> Belge
-.-.-
Sağlık-Sen’den özeleştiri

Sadi Seda yazdı

30 Ağustos 2017 09:30
A
a
Sütiş Eskişehir
24 Ağustos 2017 tarihinde Anadolu Gazetesi ile gazetenin internet sitesinde yayımlanan,“Verilen zam bir okka mürekkep parası değil” başlıklı yazıma Memur-Sen’e bağlı Sağlık-Sen Şube Başkanı Hasan Hüseyin Köksal özeleştiride bulunmuş...
“Toplu sözleşmelerin ana maddesi sadece maaş zamları değildir. Kamu çalışanlarının pek çok sorunu burada gündeme getirilir. Hükümetten maaş zamları ile birlikte sosyal zamlar, sosyal haklarının iyileştirilmesi de talep edilir. Maaş zammı konusunda istenilen olmamış olabilir” diyor…
Sağlık-Sen Başkanı Hasan Hüseyin Köksal’ın özeleştirisini aşağıda okuyacaksınız…
Ama önce gelin yazımı özetleyerek bir hatırlayalım:
“Memur ve memur emeklilerinin 2018 ve 2019 yıllarındaki mali ve sosyal haklarının belirlendiği '4. Dönem Toplu Sözleşme Görüşmeleri' kapsamında hükümetle sendikalar arasında sağlanan uzlaşmaya Memur-Sen’in dışındaki tüm sendikalar ile Memur-Sen’e bağlı sendika üyeleri de büyük tepki gösterdiler…
Tepki göstermekte sonuna kadar haklılar…
Yüzde 0,5 puanlık artışa razı olanlar ne kadar kamu çalışanlarının hakkını savunduklarını ispatlamışlardır(!)
-.-.-
> Çıkarılan Veriler

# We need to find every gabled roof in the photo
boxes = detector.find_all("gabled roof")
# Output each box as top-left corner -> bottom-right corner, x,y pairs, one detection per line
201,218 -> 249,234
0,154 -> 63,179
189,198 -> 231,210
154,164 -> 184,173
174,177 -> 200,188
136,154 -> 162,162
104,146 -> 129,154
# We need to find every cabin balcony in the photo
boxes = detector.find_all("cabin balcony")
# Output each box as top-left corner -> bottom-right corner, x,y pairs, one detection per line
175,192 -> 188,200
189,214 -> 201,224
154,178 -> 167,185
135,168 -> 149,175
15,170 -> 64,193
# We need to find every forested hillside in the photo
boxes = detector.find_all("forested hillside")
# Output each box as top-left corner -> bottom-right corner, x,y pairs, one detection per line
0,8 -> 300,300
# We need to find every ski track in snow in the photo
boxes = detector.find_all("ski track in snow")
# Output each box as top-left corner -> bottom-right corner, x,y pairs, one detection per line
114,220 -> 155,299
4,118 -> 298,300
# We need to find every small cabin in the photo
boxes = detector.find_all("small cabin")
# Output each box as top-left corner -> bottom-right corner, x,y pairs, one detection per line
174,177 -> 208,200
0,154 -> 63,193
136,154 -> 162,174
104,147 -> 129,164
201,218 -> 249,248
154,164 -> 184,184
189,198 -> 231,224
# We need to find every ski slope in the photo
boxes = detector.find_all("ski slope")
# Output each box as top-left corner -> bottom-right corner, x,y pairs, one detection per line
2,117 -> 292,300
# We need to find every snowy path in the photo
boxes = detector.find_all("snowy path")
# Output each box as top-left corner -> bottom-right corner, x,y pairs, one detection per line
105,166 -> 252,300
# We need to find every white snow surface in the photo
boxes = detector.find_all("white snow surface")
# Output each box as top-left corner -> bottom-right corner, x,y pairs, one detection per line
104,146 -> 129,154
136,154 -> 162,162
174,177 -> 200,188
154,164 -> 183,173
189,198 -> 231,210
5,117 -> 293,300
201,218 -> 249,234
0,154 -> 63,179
-.-.-
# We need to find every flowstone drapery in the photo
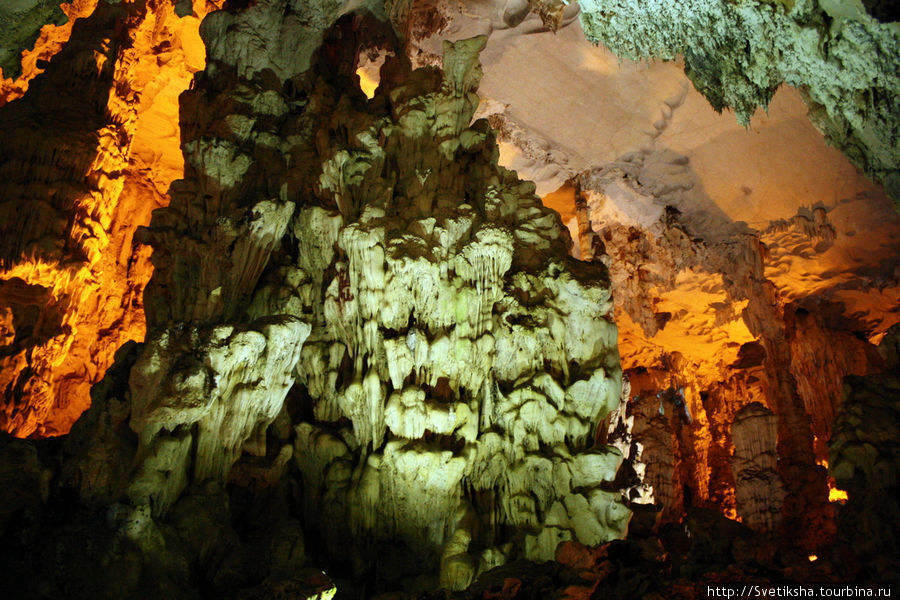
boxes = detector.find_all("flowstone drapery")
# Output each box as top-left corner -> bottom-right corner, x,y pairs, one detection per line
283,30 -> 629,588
-.-.-
> Yazılı Görev
Sağlık-Sen'in özeleştirisini konu alan yazıyı, son cümlesinden itibaren kaldığı yerden devam ettiriniz.

> Yanıt
Hükümetin %3,5+3,5’luk teklifine, “Bu teklif elimize kalemi vermektedir ama içine mürekkebi koymamıştır” diyerek tepki gösterdiklerinde, bu duruşları kamu çalışanlarını umutlandırmıştı…
Hükümetin gündüz yaptığı bu teklife önce “tepki göstermiş” gibi yapanlar, herhalde gece yarısına kadar düşünüp taşınıp, ”kabul etmezsek birilerini küstürebiliriz. Kabul edersek kaleme mürekkebi biz koymuş olacağız. O zaman 0,5 puan artış talep edelim. Bu artış hükümeti zora sokmaz. Bizde kaleme mürekkebi koymamış oluruz!” diyerek yüzde 3,5+3,5’a razı olmayıp, yüzde 4+3,5’a “Evet” dediler…
Yani kalemin mürekkebinin 0,5 puanlık artışla dolmayacağını bilmelerine rağmen yarım puanlık artışa razı oldular!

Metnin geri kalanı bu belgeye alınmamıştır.